BRIEF: In full and without alteration, copy the listing.
▬▬▬▬▬▬
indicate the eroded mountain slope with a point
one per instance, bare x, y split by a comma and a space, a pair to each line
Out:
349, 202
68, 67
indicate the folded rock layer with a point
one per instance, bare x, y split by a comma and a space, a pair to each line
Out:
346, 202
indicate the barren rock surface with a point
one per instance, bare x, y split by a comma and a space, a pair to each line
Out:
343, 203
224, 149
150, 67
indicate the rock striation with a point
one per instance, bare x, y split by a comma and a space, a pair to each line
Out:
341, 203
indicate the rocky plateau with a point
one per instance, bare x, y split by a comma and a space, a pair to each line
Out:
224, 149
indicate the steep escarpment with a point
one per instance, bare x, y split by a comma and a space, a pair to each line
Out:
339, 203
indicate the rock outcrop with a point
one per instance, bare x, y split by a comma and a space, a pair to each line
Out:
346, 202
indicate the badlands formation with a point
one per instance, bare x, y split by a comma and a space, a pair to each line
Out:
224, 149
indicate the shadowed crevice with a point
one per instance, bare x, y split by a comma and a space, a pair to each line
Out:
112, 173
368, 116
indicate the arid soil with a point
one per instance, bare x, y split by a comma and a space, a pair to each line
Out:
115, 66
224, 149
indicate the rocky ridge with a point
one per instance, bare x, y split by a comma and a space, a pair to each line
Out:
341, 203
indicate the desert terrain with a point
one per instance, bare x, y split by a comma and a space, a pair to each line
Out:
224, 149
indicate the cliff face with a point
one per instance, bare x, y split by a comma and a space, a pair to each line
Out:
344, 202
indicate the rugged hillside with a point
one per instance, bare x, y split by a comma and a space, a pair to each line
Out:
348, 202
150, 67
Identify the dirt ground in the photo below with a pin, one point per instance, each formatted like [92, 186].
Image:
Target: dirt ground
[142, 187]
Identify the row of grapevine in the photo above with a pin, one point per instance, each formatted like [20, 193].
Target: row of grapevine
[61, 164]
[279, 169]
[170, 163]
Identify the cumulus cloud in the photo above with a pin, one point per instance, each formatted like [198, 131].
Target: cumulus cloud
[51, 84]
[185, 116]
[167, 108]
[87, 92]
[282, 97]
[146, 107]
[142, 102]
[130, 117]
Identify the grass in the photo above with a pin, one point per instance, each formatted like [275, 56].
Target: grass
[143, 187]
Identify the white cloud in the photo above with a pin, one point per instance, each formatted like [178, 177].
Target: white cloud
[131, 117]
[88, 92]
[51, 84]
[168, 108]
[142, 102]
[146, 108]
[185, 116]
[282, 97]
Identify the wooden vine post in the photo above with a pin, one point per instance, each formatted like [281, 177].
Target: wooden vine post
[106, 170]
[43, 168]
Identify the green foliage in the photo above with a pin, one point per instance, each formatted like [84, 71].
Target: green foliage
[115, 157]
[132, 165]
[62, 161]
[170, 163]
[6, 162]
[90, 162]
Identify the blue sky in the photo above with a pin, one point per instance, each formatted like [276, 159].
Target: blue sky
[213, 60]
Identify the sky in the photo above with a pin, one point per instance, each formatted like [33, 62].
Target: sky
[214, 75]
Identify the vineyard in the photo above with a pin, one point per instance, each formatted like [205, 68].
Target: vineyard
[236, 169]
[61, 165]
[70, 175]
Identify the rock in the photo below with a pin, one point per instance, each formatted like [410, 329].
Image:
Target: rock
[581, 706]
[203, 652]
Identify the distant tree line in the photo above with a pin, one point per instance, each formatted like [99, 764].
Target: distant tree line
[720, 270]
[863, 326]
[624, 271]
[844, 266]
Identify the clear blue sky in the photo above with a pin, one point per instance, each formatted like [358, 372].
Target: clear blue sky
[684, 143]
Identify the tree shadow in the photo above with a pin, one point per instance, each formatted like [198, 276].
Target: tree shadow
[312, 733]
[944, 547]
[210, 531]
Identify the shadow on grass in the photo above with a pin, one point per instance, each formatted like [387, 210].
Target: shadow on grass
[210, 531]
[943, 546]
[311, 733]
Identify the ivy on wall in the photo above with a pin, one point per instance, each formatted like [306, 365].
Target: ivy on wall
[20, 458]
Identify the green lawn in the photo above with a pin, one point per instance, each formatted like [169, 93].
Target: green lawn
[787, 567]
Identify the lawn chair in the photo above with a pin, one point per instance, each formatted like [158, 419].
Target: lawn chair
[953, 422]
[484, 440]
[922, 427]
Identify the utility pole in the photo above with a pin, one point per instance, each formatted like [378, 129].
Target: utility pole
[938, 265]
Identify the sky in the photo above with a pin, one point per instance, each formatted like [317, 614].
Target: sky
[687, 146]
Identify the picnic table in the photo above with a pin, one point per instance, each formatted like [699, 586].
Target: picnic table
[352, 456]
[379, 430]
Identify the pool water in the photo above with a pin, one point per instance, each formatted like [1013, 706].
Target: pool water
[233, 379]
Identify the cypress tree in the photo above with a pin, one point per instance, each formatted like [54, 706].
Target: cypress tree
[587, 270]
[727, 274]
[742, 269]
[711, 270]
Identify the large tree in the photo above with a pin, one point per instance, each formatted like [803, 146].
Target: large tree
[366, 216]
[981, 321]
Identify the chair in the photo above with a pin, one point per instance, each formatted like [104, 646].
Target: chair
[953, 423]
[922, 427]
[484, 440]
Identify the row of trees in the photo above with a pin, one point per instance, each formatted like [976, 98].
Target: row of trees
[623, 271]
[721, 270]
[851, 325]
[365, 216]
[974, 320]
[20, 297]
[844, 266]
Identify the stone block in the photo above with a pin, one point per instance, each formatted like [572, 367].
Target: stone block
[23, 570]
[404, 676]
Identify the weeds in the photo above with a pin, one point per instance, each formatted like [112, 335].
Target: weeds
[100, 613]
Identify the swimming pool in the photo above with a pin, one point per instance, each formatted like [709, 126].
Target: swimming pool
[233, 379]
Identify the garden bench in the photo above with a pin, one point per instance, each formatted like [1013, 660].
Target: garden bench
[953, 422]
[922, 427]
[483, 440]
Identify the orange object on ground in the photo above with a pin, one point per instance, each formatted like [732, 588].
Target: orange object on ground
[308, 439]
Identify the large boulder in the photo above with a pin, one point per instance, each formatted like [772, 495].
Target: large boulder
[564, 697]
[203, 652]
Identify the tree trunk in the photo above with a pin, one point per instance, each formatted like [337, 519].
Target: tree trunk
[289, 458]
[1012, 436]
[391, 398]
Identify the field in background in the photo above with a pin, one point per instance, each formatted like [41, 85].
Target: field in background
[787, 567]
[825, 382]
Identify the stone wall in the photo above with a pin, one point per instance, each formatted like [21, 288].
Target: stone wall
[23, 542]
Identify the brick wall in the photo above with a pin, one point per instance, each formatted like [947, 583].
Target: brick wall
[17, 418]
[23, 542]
▬▬▬▬▬▬
FINISHED TASK:
indicate the eroded mountain slope with a point
one per instance, bare x, y split by a comma and a space, a pair to each line
Out:
349, 202
68, 67
indicate the folded rock layer with a point
one per instance, bare x, y split by a comma and a space, a pair to each line
Out:
346, 202
indicate the barren rock surface with a point
one per instance, bare x, y split by a comma and a space, a pair to each line
Out:
343, 203
224, 149
150, 67
indicate the rock striation with a point
one per instance, bare x, y split by a comma and a space, a pair to each line
Out:
341, 203
indicate the rocky plateau with a point
one per instance, bare x, y split by a comma and a space, a pair to each line
Out:
224, 149
indicate the steep escarpment with a point
one per instance, bare x, y split by a comma and a space, a pair to each line
Out:
339, 203
indicate the rock outcrop with a point
one per instance, bare x, y split by a comma and a space, a pair to each line
Out:
346, 202
indicate the badlands formation with a point
one per instance, bare x, y split by a comma and a space, a pair to each line
Out:
224, 149
indicate the shadowed crevice with a point
one per instance, bare x, y split by a comma and a space, a pair to each line
Out:
112, 173
368, 116
indicate the arid soil with a point
one per instance, bare x, y split by a comma and a space, a pair to each line
Out:
115, 66
224, 149
indicate the rocky ridge with a point
one per instance, bare x, y split by a comma and a space, a pair to each line
Out:
341, 203
indicate the desert terrain with a point
one per instance, bare x, y split by a comma and a space, a pair to each line
Out:
224, 149
indicate the cliff face with a point
one per instance, bare x, y split by a comma and a space, a pair to each line
Out:
344, 202
indicate the rugged hillside with a point
one per instance, bare x, y split by a comma and a space, a pair to each line
Out:
348, 202
150, 67
Identify the dirt ground in the photo below with a pin, one point per instance, each formatted like [92, 186].
Image:
Target: dirt ground
[142, 187]
Identify the row of grapevine in the photo above with a pin, one point per instance, each formatted like [20, 193].
Target: row of grapevine
[61, 164]
[279, 169]
[170, 163]
Identify the cumulus cloud in the photo above with a pin, one point per instance, each formatted like [198, 131].
Target: cumulus cloud
[51, 84]
[185, 116]
[167, 108]
[87, 92]
[282, 97]
[146, 107]
[142, 102]
[130, 117]
Identify the grass in the photo above with a pin, one point per instance, each formatted like [275, 56].
Target: grass
[143, 187]
Identify the white cloud in the photo above with a pin, one point per instance, each formatted like [178, 177].
Target: white cloud
[131, 117]
[88, 92]
[51, 84]
[168, 108]
[142, 102]
[146, 108]
[185, 116]
[282, 97]
Identify the wooden vine post in the photo above with a pin, one point per instance, each formatted like [281, 177].
Target: wooden vine post
[106, 170]
[43, 168]
Identify the green foliage in the photo above with a pin, one point per instance, each formatted like [84, 71].
Target: green foliage
[115, 157]
[132, 165]
[62, 161]
[170, 163]
[6, 162]
[90, 162]
Identify the blue sky in the photo above with a pin, one point per instance, each formatted like [276, 159].
Target: blue sky
[213, 60]
Identify the sky in the photo above with a pin, one point per instance, each formatted like [33, 62].
Target: sky
[214, 75]
Identify the vineyard in the photo above with a pin, one point per instance, each formatted like [205, 68].
Target: vineyard
[236, 169]
[61, 165]
[70, 175]
Identify the rock in the photo below with a pin, one point per instance, each formatted like [410, 329].
Image:
Target: rock
[581, 706]
[203, 652]
Identify the distant tree line in the photo above with a pin, one point per instance, each formatted like [99, 764].
Target: distant tree line
[720, 270]
[863, 326]
[624, 271]
[844, 266]
Identify the clear blue sky in the photo above with a pin, one point per instance, each formatted like [358, 372].
Target: clear blue sky
[684, 143]
Identify the tree shadow in the photo above with a pin, one point per instance, each formatted like [198, 276].
Target: tree shadow
[312, 733]
[944, 547]
[210, 531]
Identify the shadow on grass in the photo above with a pin, one point per instance, each formatted like [387, 210].
Target: shadow on grass
[210, 531]
[943, 546]
[311, 733]
Identify the ivy on wall in the photo above with a pin, one point per instance, each formatted like [306, 365].
Target: ivy on wall
[20, 458]
Identify the green lawn in the photo above with a pin, one point per instance, each formatted like [169, 93].
Target: green lawn
[787, 567]
Identify the lawn chair in the photo above with a pin, one point per instance, each formatted like [158, 419].
Target: lawn chair
[953, 422]
[484, 440]
[922, 427]
Identify the utility pole in the photo above with a pin, one point per instance, each formatted like [378, 129].
Target: utility pole
[938, 265]
Identify the sky in the photo above with a pin, one point per instance, each formatted like [317, 614].
Target: sky
[687, 146]
Identify the picnic table in the photo above with a pin, one point per instance, each formatted like [699, 586].
Target: picnic table
[352, 456]
[379, 430]
Identify the pool water in the photo above with a pin, one point per instance, each formatted like [1013, 706].
Target: pool water
[233, 379]
Identify the cypress tree in the photo above with a pin, one point per instance, each formatted like [54, 706].
Target: cypress tree
[587, 270]
[727, 274]
[742, 269]
[711, 270]
Identify the large tree in the photo above with a pin, one point per instance, each formatted like [803, 146].
Target: large tree
[366, 216]
[981, 321]
Identify the chair in the photo above with a pin, one point per instance, each formatted like [104, 646].
Target: chair
[953, 423]
[922, 427]
[484, 440]
Identify the row of trees in the photo above with a pin, one point per instance, each formatted like [976, 98].
Target: row of trees
[623, 271]
[721, 270]
[851, 325]
[365, 216]
[974, 320]
[20, 297]
[844, 266]
Identify the stone block in the photo above with a pin, one point per instance, each formatted like [572, 367].
Target: stone block
[23, 570]
[404, 676]
Identify the weeds in the photo above with a pin, one point per instance, each formatted like [112, 335].
Target: weeds
[100, 613]
Identify the swimming pool in the photo above with a pin, one point per instance, each formatted like [709, 126].
Target: swimming pool
[233, 379]
Identify the garden bench in the photo above with a pin, one point per instance, each formatted like [1013, 660].
Target: garden bench
[953, 422]
[922, 427]
[483, 440]
Identify the orange object on ground in the photo above with a pin, one point per instance, each formatted like [732, 588].
Target: orange object on ground
[308, 439]
Identify the large boulder in the photo above with a pin, one point per instance, each formatted like [772, 495].
Target: large boulder
[564, 697]
[203, 652]
Identify the tree trunk in the photo above with a pin, one point per instance, each formatted like [337, 519].
Target: tree trunk
[289, 458]
[1012, 436]
[391, 398]
Identify the field in background in the photo above with a pin, one point per instance, each formatted like [41, 85].
Target: field in background
[787, 567]
[825, 382]
Identify the stone wall in the photo above with a pin, one point per instance, each formatted like [21, 288].
Target: stone wall
[23, 542]
Identify the brick wall in the photo above with a pin, one point per instance, each formatted like [947, 583].
Target: brick wall
[17, 418]
[23, 542]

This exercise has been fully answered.